■ Written request
Count the lines in the listing below that contain the string "brass", and reply with only that number.

-- BEGIN Recorded data --

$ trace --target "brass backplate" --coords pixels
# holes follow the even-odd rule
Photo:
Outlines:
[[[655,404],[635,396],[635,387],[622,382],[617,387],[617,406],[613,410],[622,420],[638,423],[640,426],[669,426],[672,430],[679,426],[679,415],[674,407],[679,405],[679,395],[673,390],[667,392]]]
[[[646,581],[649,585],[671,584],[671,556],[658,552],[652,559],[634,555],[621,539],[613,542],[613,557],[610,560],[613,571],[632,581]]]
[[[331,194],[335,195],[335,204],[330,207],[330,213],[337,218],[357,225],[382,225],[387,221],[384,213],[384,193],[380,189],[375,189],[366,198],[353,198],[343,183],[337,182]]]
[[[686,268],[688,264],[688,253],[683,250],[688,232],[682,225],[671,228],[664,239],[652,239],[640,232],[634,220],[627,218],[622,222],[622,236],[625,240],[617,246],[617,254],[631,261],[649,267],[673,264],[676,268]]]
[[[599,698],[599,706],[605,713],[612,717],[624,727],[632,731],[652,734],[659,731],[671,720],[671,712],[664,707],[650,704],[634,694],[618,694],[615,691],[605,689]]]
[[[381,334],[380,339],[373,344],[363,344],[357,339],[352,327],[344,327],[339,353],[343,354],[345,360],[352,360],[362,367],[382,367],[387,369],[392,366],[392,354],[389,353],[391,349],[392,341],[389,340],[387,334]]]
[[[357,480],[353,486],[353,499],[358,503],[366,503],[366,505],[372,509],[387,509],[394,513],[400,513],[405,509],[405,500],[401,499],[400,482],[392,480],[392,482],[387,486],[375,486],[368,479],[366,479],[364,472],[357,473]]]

-- END Recorded data --

■ Written response
1